(Extracted material)
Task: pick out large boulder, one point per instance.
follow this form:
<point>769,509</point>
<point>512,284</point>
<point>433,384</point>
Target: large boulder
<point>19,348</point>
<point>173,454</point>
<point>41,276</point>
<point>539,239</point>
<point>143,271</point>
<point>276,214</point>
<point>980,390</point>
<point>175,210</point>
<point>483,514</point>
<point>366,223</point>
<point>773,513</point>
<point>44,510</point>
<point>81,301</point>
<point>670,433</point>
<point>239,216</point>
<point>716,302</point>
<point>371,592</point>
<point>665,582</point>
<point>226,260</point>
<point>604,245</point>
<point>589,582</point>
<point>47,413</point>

(Written instruction)
Go through the listing and copy all of it exactly.

(The solution)
Task: pick out large boulder, one point per instance.
follow this form:
<point>769,509</point>
<point>512,284</point>
<point>433,384</point>
Target: large boulder
<point>19,348</point>
<point>173,454</point>
<point>41,276</point>
<point>539,239</point>
<point>143,271</point>
<point>276,214</point>
<point>980,390</point>
<point>175,210</point>
<point>483,514</point>
<point>366,223</point>
<point>773,513</point>
<point>44,510</point>
<point>81,301</point>
<point>670,433</point>
<point>239,216</point>
<point>716,302</point>
<point>371,592</point>
<point>665,582</point>
<point>226,260</point>
<point>604,245</point>
<point>589,582</point>
<point>47,413</point>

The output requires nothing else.